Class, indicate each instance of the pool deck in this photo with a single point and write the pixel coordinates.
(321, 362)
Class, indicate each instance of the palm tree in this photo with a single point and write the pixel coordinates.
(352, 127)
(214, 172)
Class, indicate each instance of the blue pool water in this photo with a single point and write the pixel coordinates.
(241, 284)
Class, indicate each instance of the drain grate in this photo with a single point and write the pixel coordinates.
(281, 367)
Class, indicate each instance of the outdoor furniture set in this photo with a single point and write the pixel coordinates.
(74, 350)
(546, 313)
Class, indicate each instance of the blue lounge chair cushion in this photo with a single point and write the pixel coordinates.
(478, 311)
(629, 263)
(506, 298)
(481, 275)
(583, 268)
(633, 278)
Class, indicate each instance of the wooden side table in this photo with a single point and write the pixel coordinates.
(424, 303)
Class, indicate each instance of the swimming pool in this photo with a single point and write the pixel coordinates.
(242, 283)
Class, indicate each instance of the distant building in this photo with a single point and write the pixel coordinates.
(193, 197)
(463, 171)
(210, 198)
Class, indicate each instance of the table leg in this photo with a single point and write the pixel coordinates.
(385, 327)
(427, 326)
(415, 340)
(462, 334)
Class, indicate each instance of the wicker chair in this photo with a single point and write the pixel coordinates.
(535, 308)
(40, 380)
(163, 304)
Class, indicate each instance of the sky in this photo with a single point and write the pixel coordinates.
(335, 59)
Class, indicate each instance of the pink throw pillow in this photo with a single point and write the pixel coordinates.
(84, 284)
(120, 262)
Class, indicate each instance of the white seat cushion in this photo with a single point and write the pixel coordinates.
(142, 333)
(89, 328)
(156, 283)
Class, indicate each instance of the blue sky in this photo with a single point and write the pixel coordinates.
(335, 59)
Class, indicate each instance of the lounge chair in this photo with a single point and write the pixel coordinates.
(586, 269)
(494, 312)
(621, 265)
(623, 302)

^^^^^^^^^^^^^^^^

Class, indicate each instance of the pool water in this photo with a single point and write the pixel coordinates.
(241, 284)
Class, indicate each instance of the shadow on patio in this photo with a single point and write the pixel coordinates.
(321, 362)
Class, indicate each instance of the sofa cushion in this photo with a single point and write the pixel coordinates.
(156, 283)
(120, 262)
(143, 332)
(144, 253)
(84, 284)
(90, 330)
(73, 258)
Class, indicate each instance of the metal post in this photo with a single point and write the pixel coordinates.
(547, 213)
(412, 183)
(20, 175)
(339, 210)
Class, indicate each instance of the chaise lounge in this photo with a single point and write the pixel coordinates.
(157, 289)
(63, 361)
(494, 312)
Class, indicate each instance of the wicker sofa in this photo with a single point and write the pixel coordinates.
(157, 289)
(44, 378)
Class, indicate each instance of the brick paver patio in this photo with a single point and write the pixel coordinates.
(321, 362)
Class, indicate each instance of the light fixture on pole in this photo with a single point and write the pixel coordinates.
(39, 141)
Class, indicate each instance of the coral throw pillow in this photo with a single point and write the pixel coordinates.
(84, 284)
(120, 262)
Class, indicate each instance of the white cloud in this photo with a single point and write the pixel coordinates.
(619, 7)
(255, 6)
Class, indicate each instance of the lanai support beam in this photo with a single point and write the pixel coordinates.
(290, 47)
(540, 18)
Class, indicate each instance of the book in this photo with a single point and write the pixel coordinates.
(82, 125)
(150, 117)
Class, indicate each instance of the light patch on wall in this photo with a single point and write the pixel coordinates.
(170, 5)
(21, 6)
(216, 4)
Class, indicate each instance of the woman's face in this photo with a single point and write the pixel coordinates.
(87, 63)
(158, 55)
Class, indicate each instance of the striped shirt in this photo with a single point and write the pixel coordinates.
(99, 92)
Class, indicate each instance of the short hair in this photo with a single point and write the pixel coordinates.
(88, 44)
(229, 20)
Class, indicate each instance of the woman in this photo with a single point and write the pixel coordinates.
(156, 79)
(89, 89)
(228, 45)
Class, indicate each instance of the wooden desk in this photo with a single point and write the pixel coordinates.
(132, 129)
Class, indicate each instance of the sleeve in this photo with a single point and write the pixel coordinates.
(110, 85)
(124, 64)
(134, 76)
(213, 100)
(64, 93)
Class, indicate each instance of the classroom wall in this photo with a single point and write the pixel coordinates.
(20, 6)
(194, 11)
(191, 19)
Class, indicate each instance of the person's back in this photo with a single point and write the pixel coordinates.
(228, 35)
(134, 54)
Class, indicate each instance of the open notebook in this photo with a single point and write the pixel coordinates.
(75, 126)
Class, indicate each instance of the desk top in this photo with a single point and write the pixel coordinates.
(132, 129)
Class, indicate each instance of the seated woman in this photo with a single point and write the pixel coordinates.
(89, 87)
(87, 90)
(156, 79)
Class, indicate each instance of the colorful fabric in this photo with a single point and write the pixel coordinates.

^^^^^^^^^^^^^^^^

• [Action item]:
Starting with the line above that holds "Class, indicate each instance of the striped" and stopping with the line that holds "Class, indicate each instance of the colorful", reproduce each line exactly, omitting all other lines.

• [Response below]:
Class, indicate each instance of the striped shirt in this photo with a single point and write the pixel coordinates.
(99, 92)
Class, indicate each instance of the short hair in this photo with a single point and write the pixel coordinates.
(88, 44)
(229, 20)
Class, indicate each instance of the woman in this photo with a single point and write the pixel coordinates.
(156, 79)
(89, 89)
(228, 45)
Class, indicate each instance of the wooden desk in this photo with a single point and write the pixel coordinates.
(132, 129)
Class, indicate each instance of the sleeve in this photo with a single point and write the pixel coordinates.
(110, 85)
(124, 64)
(134, 76)
(213, 100)
(64, 93)
Class, indicate each instance of the classroom wall in this photo with a single point and write the pixel coordinates.
(20, 6)
(194, 11)
(191, 19)
Class, indicate each instance of the person's back in this photo with a single point and write the pixel coordinates.
(228, 35)
(134, 54)
Class, indicate each instance of the open notebook in this photo with a single point and write the pixel coordinates.
(75, 126)
Class, indicate each instance of the desk top in this photo with a single point and write the pixel coordinates.
(132, 129)
Class, indicate each instance of the seated woman in this photo with a single point and write the pixel coordinates.
(89, 87)
(87, 90)
(156, 79)
Class, indicate each instance of the colorful fabric in this photo with a single point and write the pixel coordinates.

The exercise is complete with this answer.